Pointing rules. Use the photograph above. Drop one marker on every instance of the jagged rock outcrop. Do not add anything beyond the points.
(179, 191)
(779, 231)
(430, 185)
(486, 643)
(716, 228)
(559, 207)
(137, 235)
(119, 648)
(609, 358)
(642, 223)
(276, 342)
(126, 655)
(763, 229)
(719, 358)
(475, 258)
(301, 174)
──────────────────────────────
▶ **解くべき問題**: 上のすべての記録を、「marker」を「dot」に置き換えて書き直しなさい。ほかの部分はいっさい変えないこと。

▶ **完成した解答**:
Pointing rules. Use the photograph above. Drop one dot on every instance of the jagged rock outcrop. Do not add anything beyond the points.
(179, 191)
(779, 231)
(430, 185)
(486, 643)
(716, 228)
(559, 207)
(137, 235)
(119, 648)
(609, 358)
(642, 223)
(276, 342)
(126, 655)
(763, 229)
(719, 358)
(475, 258)
(301, 174)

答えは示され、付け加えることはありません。